→ ÜBUNGSAUFGABEN
A – Wann wurde Radetzkymarsch laut Ausgangstext in Bozen aufgeführt?
B – Schreiben Sie den Ausgangstext über Dante:Dreams bitte nach seinem letzten Satz weiter.

→ AUSGANGSTEXT
<<<<

Mit Dante:Dreams zauberte der neue Intendant(e) der Vereinigten Bühnen Bozen, Regisseur Rudolf Frey, in den letzten beiden Wochen ein zügiges Bühnenstück in das Studio des Stadttheaters – eine zeitgenössische Antwort auf den großen Dichter zum 700. Todestag. Frey zeichnete in Bozen bereits für die Stücke: Der Revisor, West Side Story, Liliom, Sunset Boulevard und Radetzkymarsch verantwortlich. Letzteres wurde im Februar 2020 aufgeführt, nur wenige Wochen vor dem 1. Lockdown. Dante:Dreams nun, wenige Monate nach dem letzten(?) Lockdown.

>>>>

→ GEZEIGTE ZEILEN
<<<<

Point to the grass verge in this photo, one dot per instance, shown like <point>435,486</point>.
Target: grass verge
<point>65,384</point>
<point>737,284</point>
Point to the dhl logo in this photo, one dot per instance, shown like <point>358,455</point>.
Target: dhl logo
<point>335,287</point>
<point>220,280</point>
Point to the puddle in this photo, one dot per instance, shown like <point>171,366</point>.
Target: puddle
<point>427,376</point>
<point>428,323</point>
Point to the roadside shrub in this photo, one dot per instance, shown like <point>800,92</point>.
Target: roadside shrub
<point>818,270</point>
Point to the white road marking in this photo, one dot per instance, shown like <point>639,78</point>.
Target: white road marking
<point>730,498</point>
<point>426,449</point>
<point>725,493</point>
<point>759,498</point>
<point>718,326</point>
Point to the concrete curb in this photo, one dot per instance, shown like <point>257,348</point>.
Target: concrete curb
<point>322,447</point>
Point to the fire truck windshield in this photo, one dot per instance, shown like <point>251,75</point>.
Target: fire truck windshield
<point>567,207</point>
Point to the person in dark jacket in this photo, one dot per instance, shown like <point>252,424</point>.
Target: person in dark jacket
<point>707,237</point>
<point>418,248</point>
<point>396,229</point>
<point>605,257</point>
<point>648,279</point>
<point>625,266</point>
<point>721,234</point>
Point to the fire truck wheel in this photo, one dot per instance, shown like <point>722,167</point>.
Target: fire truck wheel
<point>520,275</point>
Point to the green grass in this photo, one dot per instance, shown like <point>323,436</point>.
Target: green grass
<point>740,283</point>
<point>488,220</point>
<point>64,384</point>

>>>>
<<<<

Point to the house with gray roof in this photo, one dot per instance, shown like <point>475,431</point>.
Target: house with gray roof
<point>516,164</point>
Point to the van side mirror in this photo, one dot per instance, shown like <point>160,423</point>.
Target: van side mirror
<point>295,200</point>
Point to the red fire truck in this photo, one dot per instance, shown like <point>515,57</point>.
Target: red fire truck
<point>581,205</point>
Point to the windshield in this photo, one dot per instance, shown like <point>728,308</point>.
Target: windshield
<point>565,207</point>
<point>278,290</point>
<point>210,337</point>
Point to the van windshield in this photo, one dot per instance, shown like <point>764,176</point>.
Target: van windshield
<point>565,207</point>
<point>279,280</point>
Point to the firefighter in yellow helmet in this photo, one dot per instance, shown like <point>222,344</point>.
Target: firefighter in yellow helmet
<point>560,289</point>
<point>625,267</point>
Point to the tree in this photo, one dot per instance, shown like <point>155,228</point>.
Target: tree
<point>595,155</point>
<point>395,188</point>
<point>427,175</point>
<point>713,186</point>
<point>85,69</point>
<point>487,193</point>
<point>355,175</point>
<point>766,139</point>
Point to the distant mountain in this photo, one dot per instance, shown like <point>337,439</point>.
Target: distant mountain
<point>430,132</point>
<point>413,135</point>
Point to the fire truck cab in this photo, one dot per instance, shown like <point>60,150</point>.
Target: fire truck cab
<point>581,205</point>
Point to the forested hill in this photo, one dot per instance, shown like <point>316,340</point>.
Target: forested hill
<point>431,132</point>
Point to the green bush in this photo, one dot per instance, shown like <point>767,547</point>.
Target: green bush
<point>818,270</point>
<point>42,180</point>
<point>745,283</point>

>>>>
<<<<

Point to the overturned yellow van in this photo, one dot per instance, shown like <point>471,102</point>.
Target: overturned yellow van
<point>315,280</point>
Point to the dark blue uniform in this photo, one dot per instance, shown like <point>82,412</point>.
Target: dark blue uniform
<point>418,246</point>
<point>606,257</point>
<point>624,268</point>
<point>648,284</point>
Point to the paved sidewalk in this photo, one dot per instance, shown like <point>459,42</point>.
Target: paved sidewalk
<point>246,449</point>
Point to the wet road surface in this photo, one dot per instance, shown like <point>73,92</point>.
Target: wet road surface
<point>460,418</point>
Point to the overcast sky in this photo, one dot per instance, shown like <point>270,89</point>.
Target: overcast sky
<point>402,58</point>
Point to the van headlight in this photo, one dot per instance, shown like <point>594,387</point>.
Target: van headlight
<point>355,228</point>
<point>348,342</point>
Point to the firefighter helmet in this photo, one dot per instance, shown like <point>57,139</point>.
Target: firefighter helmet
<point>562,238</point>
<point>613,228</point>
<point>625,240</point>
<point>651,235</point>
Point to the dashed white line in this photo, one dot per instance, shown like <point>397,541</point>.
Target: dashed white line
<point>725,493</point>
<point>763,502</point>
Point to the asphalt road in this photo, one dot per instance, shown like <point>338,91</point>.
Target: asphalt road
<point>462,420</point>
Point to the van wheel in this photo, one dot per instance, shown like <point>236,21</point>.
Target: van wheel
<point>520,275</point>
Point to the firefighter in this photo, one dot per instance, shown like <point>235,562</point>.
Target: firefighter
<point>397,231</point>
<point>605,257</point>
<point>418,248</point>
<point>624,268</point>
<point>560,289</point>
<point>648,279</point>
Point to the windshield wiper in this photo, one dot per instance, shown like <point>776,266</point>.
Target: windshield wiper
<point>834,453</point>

>>>>

→ LÖSUNGEN
A – Im Februar 2020, nur wenige Wochen vor dem 1. Lockdown.

B –
Zu sehen gab es ein wuchtiges Gesamtkunstwerk, als multidisziplinäres Theater konzipiert, mit viel Performance, etwas Tanz, rhythmischen Tanztheaterbeigaben und natürlich verschiedensten persönlichen Geschichten. Dazu mischte die Regie klug und beständig eingesetzte musikalische Beimengungen, in Form von Songs, die die offenbarten Traumdarstellungen versüßten oder verbitterten.


Dante:Dreams begann ruhig und unübersichtlich, mit einem lässig bis düsteren Publikumsvorlauf durch die Räume und Gänge hinter die Bühne. Spannungsgeladen gingen die Zuschauer*innen entlang skurriler Requisiten, vorbei an Schauspieler*innen die in einer mysteriösen Nervosität bzw. Schockstarre verharrten, bis zu ihrem nahenden Ausbruch (wenige Minuten später). Zu beständiger Musikkulisse agierten die Bühnenkünstler*innen wie Stehaufmännchen und -weibchen, fertigen in einer höllischen Jukebox gefangen einen Song nach dem anderen ab, ließen eine Rolle auf die nächste folgen und jagten mit dem einen Restexemplar aus dem Kostümfundus dem nächsten hinterher.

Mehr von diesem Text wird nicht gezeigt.